**How to complete this task**
Please repeat the data in full, character for character.

**Natural-language object grounding data**
═══

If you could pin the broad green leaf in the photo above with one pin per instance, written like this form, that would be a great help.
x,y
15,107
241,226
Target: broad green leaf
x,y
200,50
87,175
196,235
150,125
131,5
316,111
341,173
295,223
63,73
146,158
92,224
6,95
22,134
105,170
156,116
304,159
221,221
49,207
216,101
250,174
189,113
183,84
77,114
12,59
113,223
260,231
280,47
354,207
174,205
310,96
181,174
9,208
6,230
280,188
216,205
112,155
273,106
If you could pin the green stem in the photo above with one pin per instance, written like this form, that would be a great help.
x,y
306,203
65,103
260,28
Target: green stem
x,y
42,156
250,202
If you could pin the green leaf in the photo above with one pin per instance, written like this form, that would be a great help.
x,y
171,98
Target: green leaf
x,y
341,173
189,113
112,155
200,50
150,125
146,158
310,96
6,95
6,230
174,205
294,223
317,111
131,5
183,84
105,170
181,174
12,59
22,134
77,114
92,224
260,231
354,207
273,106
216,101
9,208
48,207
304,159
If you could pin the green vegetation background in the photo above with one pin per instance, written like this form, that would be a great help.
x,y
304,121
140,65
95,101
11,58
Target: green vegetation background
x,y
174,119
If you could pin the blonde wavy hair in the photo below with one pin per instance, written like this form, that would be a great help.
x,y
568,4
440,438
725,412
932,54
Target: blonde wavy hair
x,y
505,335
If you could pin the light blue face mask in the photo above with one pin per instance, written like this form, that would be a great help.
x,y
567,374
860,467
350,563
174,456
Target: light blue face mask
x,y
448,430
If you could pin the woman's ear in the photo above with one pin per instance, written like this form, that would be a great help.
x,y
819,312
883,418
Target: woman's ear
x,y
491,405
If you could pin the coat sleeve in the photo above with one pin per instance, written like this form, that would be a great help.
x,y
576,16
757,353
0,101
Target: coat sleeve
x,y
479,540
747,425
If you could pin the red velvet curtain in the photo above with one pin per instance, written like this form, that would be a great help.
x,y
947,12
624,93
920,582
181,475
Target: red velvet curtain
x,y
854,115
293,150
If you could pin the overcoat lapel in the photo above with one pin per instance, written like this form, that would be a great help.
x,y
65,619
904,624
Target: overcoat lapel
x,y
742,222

═══

**Output**
If you could pin the broad green leaf in the photo above with one pin per instance, written like this form, that would be a great help.
x,y
15,107
241,226
Target: broad green leaf
x,y
200,50
87,175
196,235
150,125
131,5
316,111
341,173
295,223
63,73
146,158
92,224
6,95
22,134
105,170
156,116
304,159
221,221
49,207
216,101
250,174
189,113
183,84
77,114
12,59
113,223
260,231
280,47
354,207
174,205
310,96
181,174
9,208
6,230
280,188
216,205
112,155
273,106
If you could pin the green stem in the photo above with one pin per instance, written like this form, that would be a great help.
x,y
306,203
65,103
260,28
Target: green stem
x,y
42,156
250,202
If you could pin the green leaf in the photo above with one pin per instance, written like this form, that would be a great help.
x,y
171,98
Target: green leaf
x,y
341,173
189,113
112,155
200,50
150,125
146,158
310,96
6,95
6,230
174,205
294,223
317,111
131,5
183,84
105,170
181,174
12,59
22,134
77,114
92,224
260,231
354,207
273,106
216,101
9,208
48,207
304,159
If you could pin the green vegetation background in the photo above with one pin per instance, written like this form, that would be a great help.
x,y
304,121
140,65
95,101
11,58
Target: green vegetation background
x,y
174,119
If you could pin the blonde wavy hair in the photo below with one pin per instance, written like this form, that would be a great help.
x,y
568,4
440,438
725,412
932,54
Target: blonde wavy hair
x,y
505,335
If you could pin the light blue face mask in the photo above with one pin per instance, written like this form, that would be a great help.
x,y
567,374
860,467
350,563
174,456
Target: light blue face mask
x,y
448,430
If you could pin the woman's ear in the photo above with one pin per instance, written like this form, that would be a great help.
x,y
819,312
883,418
Target: woman's ear
x,y
491,405
If you could pin the coat sleeve in the photo above with one pin per instance, written like this form, that would be a great help.
x,y
576,16
757,353
0,101
Target: coat sleeve
x,y
479,540
747,425
If you could pin the red velvet curtain in the photo above with one pin per instance, written like this form, that would be a great help.
x,y
947,12
624,93
920,582
181,475
Target: red velvet curtain
x,y
854,115
293,150
If you could pin the overcoat lapel in the photo above with one pin per instance, written like this form, that would be a great help.
x,y
65,619
904,624
Target: overcoat lapel
x,y
742,222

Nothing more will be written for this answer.